▸ **Challenge**
Rewrite the records with every "horn" changed to "antler" and everything else left as it is. Omit the pictures.

▸ **The records**
::::
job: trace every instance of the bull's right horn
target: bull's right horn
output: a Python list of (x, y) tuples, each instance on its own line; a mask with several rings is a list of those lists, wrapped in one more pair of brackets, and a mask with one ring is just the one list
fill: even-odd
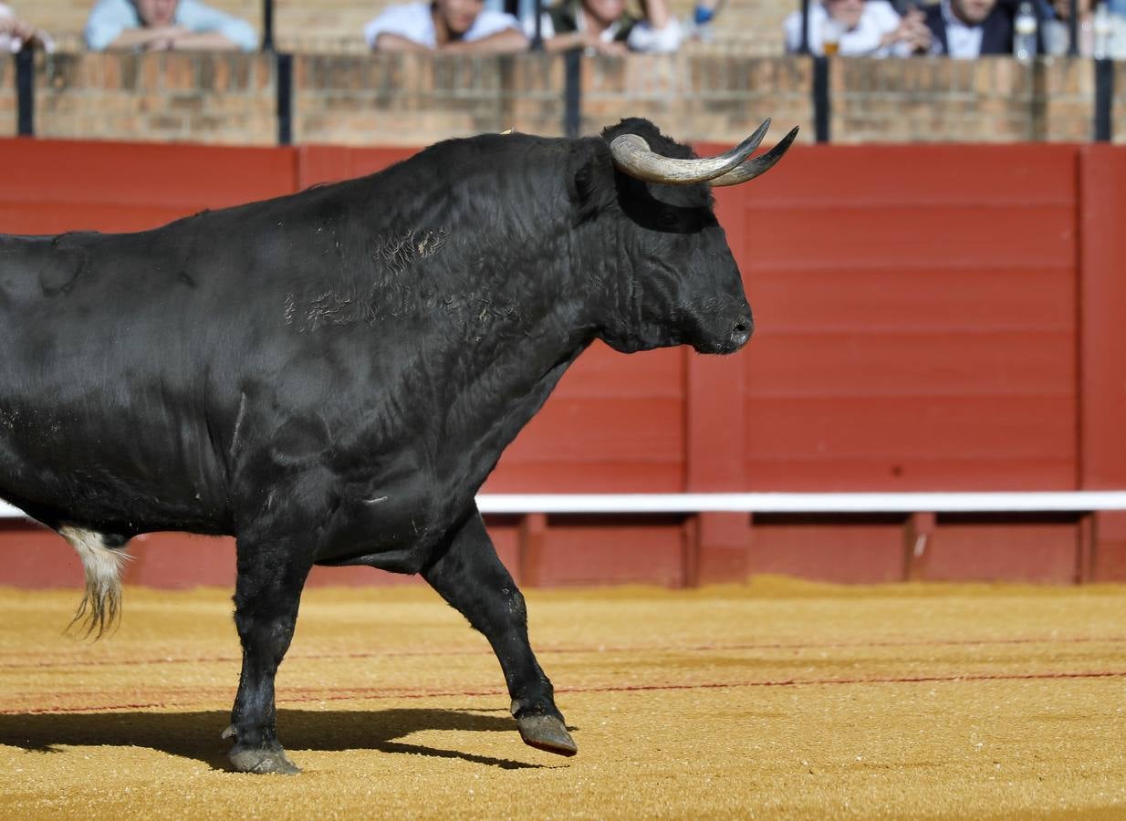
[(619, 134), (614, 137), (610, 142), (610, 153), (614, 157), (615, 168), (646, 182), (671, 185), (707, 182), (739, 168), (743, 160), (754, 153), (754, 149), (762, 142), (769, 127), (770, 121), (767, 119), (747, 140), (718, 157), (696, 160), (662, 157), (636, 134)]
[(789, 134), (779, 140), (778, 144), (767, 153), (756, 157), (753, 160), (748, 160), (734, 171), (727, 171), (722, 177), (716, 177), (712, 180), (712, 186), (738, 186), (740, 182), (754, 179), (760, 173), (766, 173), (781, 159), (781, 155), (786, 153), (796, 136), (797, 126), (794, 126), (790, 128)]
::::
▸ **Completed exercise**
job: trace every instance of the bull's right antler
target: bull's right antler
output: a Python list of (x, y) tuples, each instance on its own line; a mask with several rings is a list of those lists, wrapped in one more pair of brackets, and a mask with one ring is just the one list
fill: even-odd
[(619, 134), (614, 137), (610, 142), (610, 153), (614, 157), (615, 168), (646, 182), (671, 185), (707, 182), (739, 168), (743, 160), (754, 153), (754, 149), (762, 142), (769, 127), (770, 121), (767, 119), (747, 140), (718, 157), (696, 160), (662, 157), (636, 134)]
[(789, 134), (779, 140), (778, 144), (767, 153), (756, 157), (753, 160), (748, 160), (734, 171), (727, 171), (722, 177), (716, 177), (712, 180), (712, 186), (738, 186), (740, 182), (754, 179), (760, 173), (766, 173), (781, 159), (781, 155), (786, 153), (796, 136), (797, 126), (794, 126), (790, 128)]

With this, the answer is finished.